* **Records shown**
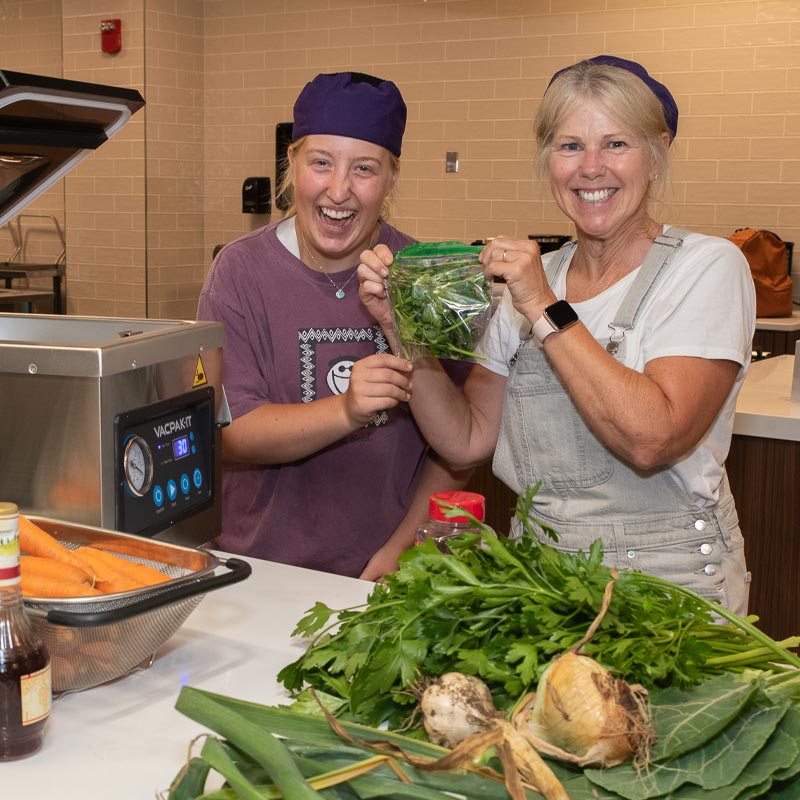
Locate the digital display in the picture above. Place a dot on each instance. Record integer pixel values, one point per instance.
(180, 446)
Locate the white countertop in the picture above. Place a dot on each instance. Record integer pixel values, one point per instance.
(764, 407)
(233, 643)
(783, 324)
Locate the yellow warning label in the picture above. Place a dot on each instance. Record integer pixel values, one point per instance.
(199, 374)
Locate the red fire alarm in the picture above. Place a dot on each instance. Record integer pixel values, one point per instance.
(111, 35)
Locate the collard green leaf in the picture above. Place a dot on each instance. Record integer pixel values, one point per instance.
(786, 790)
(716, 764)
(686, 720)
(790, 725)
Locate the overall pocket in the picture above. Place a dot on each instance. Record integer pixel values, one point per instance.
(542, 433)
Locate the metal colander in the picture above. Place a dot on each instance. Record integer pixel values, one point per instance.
(92, 640)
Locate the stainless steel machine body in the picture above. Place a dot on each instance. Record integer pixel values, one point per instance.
(106, 422)
(113, 422)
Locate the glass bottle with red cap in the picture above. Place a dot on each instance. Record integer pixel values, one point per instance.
(442, 526)
(25, 688)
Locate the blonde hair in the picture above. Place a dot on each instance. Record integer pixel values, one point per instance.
(286, 188)
(622, 94)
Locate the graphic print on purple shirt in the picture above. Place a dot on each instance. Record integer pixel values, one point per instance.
(334, 373)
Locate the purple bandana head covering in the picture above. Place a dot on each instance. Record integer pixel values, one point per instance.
(352, 104)
(663, 94)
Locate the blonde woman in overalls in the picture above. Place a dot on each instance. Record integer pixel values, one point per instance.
(611, 366)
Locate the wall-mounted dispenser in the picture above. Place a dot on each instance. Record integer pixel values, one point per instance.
(256, 196)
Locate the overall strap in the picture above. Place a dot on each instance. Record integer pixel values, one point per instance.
(653, 268)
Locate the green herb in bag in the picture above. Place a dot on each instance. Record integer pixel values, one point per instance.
(440, 299)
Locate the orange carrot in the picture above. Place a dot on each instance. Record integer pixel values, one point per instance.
(140, 573)
(34, 585)
(50, 568)
(105, 570)
(37, 542)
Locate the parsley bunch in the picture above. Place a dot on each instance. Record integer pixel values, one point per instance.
(502, 610)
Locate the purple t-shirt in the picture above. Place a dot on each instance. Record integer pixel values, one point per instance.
(289, 339)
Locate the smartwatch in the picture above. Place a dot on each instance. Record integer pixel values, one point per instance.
(556, 317)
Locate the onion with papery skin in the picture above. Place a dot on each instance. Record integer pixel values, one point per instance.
(584, 715)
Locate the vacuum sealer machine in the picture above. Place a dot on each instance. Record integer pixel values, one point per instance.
(107, 422)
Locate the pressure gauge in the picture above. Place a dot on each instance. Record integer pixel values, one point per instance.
(138, 465)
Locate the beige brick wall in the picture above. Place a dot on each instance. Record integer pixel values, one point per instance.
(107, 260)
(473, 73)
(144, 214)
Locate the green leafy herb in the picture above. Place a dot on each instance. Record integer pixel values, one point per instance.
(440, 299)
(502, 610)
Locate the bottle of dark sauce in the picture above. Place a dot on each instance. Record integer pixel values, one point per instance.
(25, 688)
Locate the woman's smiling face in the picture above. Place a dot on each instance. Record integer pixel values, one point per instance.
(599, 172)
(340, 185)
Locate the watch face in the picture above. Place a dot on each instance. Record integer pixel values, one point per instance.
(561, 314)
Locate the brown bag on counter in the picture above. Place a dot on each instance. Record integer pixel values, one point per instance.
(767, 255)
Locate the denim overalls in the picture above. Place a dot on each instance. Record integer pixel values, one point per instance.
(646, 520)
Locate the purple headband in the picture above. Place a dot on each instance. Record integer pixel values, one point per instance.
(352, 104)
(666, 99)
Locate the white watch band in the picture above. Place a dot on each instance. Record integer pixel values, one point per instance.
(542, 328)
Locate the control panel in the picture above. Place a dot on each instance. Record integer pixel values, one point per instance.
(164, 462)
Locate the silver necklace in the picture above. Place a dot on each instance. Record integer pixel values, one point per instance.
(339, 289)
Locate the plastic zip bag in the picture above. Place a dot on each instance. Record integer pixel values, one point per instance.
(441, 302)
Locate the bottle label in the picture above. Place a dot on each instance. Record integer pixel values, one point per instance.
(36, 696)
(9, 550)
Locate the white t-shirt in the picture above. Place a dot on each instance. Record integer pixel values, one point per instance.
(703, 307)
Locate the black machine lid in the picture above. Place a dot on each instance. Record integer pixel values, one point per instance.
(48, 125)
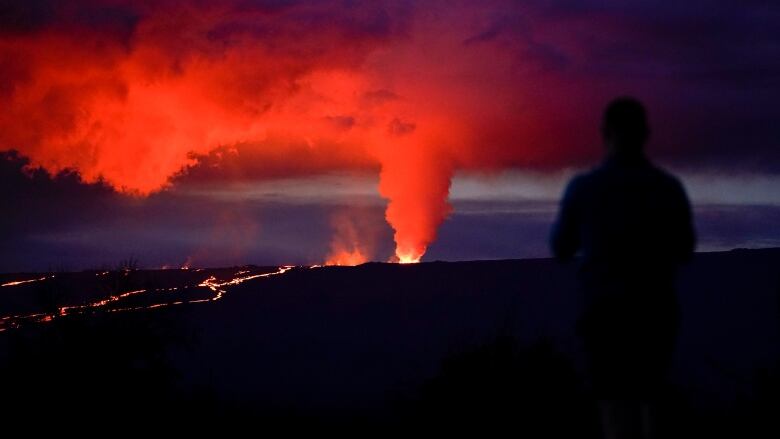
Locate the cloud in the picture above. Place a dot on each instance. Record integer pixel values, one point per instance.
(143, 95)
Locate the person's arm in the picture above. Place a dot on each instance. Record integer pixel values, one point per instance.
(565, 236)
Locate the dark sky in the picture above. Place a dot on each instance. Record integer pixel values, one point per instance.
(234, 132)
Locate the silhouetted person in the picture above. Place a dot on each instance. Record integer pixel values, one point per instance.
(631, 222)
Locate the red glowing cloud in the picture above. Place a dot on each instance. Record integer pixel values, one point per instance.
(312, 87)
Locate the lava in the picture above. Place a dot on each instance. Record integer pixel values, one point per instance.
(218, 287)
(22, 282)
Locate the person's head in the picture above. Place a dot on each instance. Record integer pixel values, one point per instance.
(624, 127)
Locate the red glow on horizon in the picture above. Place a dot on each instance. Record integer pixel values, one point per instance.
(419, 104)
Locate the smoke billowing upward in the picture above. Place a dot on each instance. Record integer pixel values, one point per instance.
(140, 94)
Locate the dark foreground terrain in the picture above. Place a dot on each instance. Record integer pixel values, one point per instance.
(439, 346)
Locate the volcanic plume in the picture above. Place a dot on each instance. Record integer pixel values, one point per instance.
(136, 93)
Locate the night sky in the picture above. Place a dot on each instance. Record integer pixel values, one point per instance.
(230, 132)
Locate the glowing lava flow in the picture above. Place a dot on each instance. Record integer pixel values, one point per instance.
(212, 283)
(22, 282)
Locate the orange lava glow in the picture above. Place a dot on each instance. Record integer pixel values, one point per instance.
(218, 287)
(418, 103)
(347, 258)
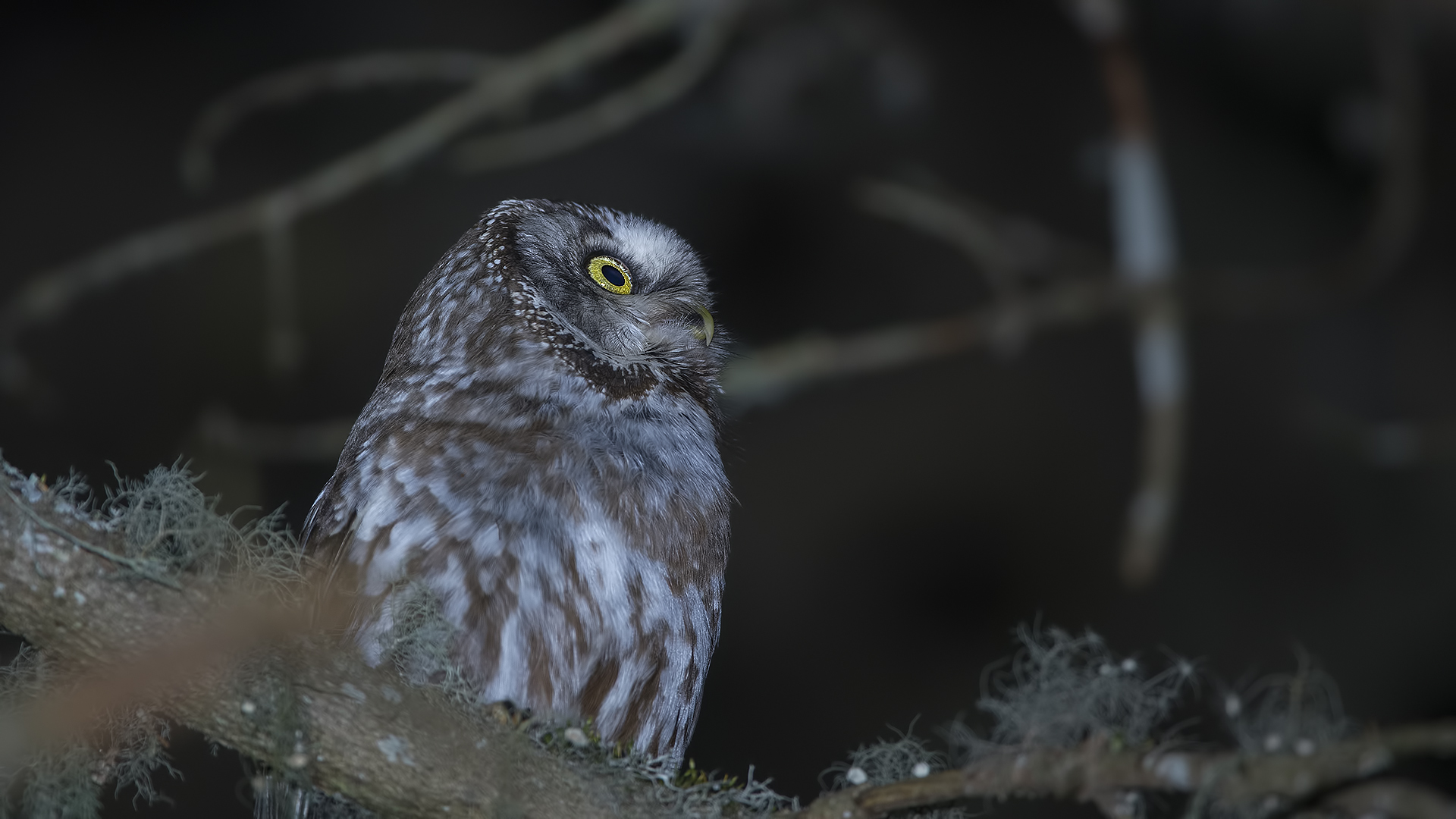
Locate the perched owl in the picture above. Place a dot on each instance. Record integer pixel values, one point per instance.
(542, 452)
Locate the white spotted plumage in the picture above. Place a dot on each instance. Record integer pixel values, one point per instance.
(544, 455)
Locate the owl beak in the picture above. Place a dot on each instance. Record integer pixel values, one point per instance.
(707, 331)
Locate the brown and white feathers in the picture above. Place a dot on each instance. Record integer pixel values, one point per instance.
(542, 452)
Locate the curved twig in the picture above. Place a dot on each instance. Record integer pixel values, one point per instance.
(300, 82)
(52, 292)
(610, 114)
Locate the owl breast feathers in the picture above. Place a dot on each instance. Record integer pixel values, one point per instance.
(542, 453)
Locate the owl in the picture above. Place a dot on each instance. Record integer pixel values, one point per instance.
(542, 453)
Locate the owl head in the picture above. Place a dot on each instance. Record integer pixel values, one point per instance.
(620, 300)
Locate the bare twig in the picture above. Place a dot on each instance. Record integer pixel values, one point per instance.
(1392, 799)
(770, 373)
(1397, 209)
(297, 83)
(613, 112)
(1094, 770)
(52, 292)
(1147, 261)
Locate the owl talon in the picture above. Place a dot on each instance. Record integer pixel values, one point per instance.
(509, 714)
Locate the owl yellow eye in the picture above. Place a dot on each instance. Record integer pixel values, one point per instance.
(610, 275)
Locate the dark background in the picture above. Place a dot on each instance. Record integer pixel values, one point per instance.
(890, 531)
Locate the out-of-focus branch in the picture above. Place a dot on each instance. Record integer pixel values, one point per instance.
(766, 375)
(1397, 209)
(1147, 260)
(1095, 773)
(613, 112)
(516, 79)
(302, 706)
(1394, 799)
(300, 82)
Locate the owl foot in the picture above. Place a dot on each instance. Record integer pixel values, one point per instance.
(509, 714)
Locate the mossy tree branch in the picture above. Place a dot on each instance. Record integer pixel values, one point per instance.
(1101, 774)
(296, 704)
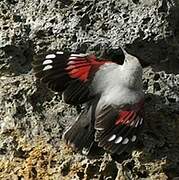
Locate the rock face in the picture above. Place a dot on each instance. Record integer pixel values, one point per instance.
(32, 118)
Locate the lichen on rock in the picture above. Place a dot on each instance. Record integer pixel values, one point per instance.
(32, 118)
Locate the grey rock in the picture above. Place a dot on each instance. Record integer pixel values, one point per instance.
(32, 118)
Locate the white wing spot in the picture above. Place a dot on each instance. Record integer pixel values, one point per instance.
(125, 141)
(141, 121)
(50, 56)
(59, 52)
(48, 61)
(134, 137)
(118, 140)
(112, 138)
(47, 67)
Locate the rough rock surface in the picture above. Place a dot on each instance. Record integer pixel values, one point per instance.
(32, 118)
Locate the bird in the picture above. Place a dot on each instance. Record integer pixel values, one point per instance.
(111, 91)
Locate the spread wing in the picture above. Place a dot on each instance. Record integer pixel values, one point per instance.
(68, 73)
(117, 130)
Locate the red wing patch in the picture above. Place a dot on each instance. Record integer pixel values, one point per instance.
(126, 117)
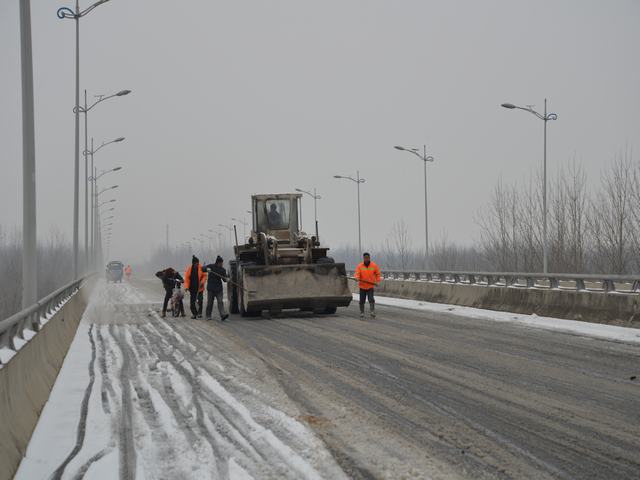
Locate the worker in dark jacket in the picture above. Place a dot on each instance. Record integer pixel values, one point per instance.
(217, 275)
(194, 283)
(168, 277)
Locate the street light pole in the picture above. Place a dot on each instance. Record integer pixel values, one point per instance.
(315, 197)
(29, 254)
(93, 170)
(545, 118)
(65, 12)
(85, 110)
(358, 181)
(425, 158)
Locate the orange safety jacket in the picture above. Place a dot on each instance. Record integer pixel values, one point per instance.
(368, 277)
(202, 278)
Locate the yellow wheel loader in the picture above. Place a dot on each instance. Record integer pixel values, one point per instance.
(281, 267)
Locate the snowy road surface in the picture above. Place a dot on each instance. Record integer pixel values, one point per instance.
(412, 394)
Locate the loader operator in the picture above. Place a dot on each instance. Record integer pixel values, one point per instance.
(275, 219)
(194, 279)
(368, 276)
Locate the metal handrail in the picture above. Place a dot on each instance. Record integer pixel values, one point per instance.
(29, 318)
(522, 279)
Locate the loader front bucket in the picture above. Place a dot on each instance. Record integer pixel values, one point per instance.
(317, 287)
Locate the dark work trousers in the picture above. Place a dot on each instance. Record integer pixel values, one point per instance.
(195, 302)
(364, 295)
(211, 296)
(180, 308)
(167, 296)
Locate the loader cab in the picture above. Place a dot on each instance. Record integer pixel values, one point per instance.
(277, 215)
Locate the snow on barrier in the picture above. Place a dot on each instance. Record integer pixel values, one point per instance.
(33, 345)
(593, 298)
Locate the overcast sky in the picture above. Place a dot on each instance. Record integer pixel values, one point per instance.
(232, 98)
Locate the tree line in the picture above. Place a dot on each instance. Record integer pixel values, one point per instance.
(589, 230)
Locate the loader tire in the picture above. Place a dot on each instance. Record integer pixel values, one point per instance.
(232, 292)
(326, 260)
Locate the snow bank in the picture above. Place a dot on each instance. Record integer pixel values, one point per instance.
(608, 332)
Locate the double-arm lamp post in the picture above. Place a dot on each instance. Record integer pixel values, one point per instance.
(94, 186)
(85, 110)
(315, 197)
(425, 158)
(545, 118)
(358, 181)
(76, 15)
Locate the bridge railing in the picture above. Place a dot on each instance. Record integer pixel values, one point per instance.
(628, 284)
(14, 328)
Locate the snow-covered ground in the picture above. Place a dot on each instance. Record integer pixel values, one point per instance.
(609, 332)
(137, 398)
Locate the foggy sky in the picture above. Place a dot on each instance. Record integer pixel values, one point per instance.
(234, 98)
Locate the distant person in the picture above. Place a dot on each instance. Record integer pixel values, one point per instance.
(368, 276)
(275, 219)
(194, 279)
(169, 277)
(177, 305)
(217, 275)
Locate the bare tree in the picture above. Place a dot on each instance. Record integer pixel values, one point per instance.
(611, 217)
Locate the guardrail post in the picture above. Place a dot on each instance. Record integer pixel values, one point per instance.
(608, 285)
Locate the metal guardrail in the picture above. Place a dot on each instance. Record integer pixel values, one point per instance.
(29, 318)
(629, 284)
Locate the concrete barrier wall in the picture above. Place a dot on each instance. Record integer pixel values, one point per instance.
(598, 307)
(27, 379)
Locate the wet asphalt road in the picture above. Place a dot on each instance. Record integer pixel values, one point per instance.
(449, 396)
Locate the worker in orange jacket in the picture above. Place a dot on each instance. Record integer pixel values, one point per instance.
(194, 280)
(368, 276)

* **Stated problem**
Give back exactly the lines that run from the line with "Locate the metal guardrail" through the close of the material, counting both ends, and nothing more.

* **Answer to this problem**
Locate the metal guardrail in the picture above. Place a dot on each instance. Record integer pixel values, one point per instance.
(29, 318)
(629, 284)
Locate the concrete barrier wall in the picture above. Place a dot on each instance. Record integer pixel values, one point per instance.
(598, 307)
(27, 379)
Locate the wet asphalt road in the picture above. Place a dot on each instance. Record integer pixel values, one point per instance.
(449, 396)
Locate the worker in orange jacket in the picture above. Place a dot on each instance. Record integer pixel values, one point per instance.
(194, 280)
(368, 276)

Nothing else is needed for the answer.